____ Given information

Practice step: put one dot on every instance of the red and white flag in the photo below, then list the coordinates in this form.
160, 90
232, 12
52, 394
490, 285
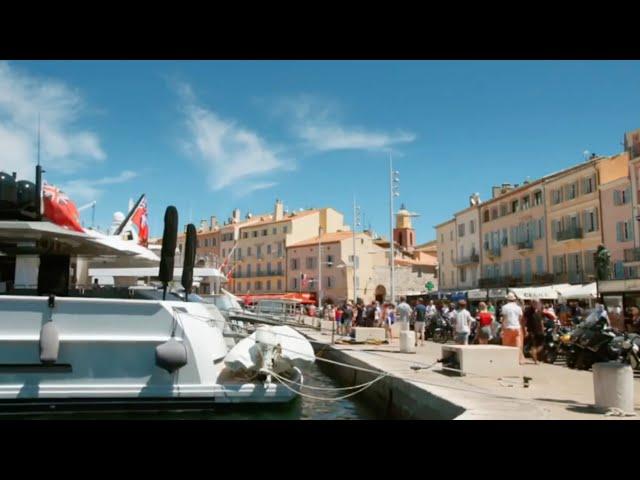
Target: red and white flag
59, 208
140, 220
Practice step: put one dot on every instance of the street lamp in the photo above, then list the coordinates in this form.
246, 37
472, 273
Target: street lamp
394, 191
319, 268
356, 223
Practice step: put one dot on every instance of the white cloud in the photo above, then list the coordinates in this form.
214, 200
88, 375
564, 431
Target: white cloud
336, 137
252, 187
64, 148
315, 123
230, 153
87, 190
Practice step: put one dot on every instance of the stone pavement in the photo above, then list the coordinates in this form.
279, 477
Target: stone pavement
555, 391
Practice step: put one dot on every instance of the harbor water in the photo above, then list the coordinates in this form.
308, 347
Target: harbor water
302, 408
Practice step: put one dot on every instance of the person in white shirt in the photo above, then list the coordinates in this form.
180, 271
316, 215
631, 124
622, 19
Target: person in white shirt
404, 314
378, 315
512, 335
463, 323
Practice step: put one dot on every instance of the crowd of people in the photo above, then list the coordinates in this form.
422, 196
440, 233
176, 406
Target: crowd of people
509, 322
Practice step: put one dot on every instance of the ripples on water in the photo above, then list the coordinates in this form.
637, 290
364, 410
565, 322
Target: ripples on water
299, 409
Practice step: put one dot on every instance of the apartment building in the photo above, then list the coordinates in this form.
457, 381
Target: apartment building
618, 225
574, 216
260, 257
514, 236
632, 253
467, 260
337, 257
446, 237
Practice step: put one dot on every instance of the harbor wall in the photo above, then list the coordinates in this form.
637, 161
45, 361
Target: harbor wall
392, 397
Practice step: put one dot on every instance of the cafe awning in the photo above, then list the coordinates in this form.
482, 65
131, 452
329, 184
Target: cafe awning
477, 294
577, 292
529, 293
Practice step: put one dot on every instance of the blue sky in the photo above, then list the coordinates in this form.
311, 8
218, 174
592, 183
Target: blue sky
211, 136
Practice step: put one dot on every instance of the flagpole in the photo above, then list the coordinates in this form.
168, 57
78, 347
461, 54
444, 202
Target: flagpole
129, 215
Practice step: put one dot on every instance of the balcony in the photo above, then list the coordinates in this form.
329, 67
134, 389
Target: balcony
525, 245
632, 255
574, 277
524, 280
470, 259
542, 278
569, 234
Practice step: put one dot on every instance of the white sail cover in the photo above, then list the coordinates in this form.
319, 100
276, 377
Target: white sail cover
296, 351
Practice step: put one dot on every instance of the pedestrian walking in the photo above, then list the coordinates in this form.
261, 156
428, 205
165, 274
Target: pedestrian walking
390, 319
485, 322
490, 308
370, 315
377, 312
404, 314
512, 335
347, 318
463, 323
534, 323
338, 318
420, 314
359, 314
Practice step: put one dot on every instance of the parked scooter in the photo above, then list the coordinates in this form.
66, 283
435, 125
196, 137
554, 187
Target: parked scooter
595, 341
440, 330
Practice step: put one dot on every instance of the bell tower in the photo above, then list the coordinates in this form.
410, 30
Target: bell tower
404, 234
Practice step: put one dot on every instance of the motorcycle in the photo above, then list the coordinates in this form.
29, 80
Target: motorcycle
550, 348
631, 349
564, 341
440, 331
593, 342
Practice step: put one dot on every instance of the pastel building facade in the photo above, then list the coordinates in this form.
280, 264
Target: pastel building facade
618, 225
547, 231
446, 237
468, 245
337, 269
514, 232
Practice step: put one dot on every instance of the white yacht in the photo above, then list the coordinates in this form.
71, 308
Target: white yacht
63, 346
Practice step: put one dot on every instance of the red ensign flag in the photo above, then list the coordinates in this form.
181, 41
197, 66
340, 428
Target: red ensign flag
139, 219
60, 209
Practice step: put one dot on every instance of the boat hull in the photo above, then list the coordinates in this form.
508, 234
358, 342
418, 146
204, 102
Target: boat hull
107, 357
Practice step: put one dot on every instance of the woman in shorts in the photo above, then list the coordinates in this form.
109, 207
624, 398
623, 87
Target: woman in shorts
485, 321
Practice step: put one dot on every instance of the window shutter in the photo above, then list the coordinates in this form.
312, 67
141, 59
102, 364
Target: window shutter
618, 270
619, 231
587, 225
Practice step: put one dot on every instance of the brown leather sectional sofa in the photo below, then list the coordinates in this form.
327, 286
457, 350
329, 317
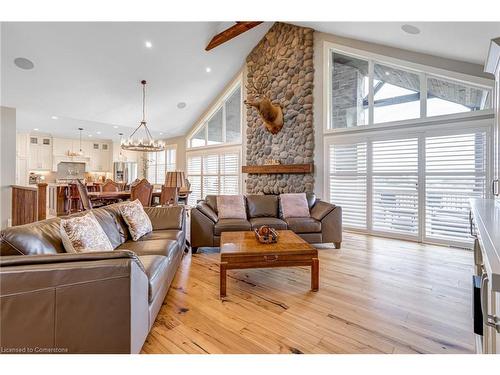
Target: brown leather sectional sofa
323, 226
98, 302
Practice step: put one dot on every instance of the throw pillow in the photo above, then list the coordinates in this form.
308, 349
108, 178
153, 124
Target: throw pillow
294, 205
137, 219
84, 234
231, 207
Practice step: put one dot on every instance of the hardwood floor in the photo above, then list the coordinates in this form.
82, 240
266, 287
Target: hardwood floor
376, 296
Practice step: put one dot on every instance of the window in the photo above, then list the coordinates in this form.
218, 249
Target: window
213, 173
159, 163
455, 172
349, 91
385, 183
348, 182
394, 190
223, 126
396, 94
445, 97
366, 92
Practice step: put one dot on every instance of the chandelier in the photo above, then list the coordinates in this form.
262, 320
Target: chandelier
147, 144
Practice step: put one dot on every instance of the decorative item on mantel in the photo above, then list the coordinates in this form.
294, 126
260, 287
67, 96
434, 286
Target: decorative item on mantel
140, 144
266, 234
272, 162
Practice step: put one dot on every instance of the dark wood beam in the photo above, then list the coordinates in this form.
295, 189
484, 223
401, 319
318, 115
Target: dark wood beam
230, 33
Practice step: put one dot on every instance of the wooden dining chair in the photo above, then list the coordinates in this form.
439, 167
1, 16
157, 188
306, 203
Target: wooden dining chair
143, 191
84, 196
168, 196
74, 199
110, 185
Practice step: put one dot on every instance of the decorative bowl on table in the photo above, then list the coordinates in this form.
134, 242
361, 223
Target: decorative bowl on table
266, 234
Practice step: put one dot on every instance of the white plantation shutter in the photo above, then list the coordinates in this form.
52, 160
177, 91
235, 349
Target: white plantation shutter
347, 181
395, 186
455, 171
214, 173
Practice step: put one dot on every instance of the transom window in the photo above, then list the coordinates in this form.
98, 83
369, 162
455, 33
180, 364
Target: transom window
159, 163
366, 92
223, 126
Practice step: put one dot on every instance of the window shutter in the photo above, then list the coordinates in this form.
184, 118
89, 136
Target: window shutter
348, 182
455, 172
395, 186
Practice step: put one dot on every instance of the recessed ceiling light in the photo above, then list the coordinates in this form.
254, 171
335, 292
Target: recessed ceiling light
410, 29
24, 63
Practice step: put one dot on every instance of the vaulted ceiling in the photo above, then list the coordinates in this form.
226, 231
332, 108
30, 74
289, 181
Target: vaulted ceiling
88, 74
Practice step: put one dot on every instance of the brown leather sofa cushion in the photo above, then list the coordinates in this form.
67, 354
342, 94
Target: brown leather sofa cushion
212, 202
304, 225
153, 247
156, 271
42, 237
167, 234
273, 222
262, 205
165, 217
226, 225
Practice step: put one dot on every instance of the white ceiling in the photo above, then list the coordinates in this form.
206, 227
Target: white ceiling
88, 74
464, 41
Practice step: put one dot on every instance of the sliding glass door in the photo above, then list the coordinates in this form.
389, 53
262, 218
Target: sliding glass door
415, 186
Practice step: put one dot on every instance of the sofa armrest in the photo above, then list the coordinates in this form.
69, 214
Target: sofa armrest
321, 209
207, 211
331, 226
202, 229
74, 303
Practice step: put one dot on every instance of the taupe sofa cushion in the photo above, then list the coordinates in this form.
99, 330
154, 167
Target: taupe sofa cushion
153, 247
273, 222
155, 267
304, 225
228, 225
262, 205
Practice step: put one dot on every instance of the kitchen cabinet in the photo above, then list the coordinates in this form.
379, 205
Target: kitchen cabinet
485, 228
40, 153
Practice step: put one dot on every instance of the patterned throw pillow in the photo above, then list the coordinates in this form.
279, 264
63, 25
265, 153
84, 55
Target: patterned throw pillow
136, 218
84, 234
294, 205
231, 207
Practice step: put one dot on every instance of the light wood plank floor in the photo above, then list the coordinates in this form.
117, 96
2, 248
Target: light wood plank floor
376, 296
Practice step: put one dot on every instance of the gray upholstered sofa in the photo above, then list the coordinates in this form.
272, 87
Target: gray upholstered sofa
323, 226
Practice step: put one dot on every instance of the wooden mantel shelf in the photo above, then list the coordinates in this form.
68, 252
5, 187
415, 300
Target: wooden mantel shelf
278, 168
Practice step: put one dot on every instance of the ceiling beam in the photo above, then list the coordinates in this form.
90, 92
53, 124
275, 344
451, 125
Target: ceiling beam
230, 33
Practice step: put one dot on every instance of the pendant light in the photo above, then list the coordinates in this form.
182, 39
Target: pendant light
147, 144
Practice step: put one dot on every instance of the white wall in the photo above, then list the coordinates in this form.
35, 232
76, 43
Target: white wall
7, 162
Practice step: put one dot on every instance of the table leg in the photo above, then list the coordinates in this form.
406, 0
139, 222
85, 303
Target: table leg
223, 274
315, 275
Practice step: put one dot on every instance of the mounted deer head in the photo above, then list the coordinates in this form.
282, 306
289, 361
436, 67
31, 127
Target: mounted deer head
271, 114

________
____ Given information

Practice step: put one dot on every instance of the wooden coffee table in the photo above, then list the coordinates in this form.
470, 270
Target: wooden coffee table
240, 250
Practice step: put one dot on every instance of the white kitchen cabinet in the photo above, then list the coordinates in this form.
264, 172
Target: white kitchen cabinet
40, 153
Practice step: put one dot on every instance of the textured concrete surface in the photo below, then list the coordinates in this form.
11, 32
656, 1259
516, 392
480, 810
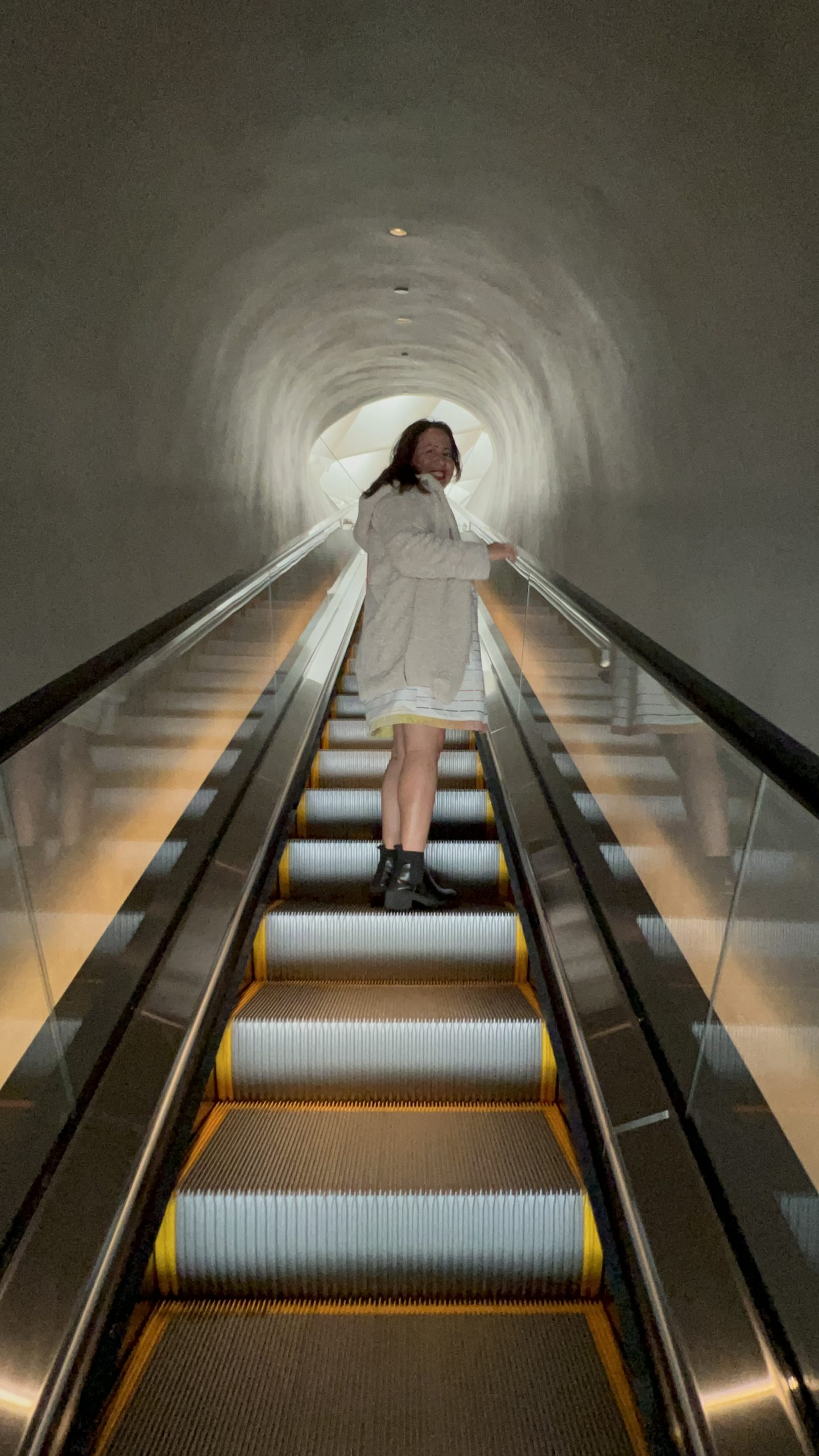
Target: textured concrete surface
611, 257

________

* [What you have to do]: Return only those lines of the records that contain the string "below".

* [Exercise solution]:
Practice step: put one dot on every instance of the red and white flag in the photo below, then list the coordinates in this form.
Practice step: put one dot on every instance of the brown leather sectional sofa in the photo below, then list the coordinates in this form.
Practice step: put one dot on every instance of the textured concrete surface in the photo below, then list the coordinates in this form.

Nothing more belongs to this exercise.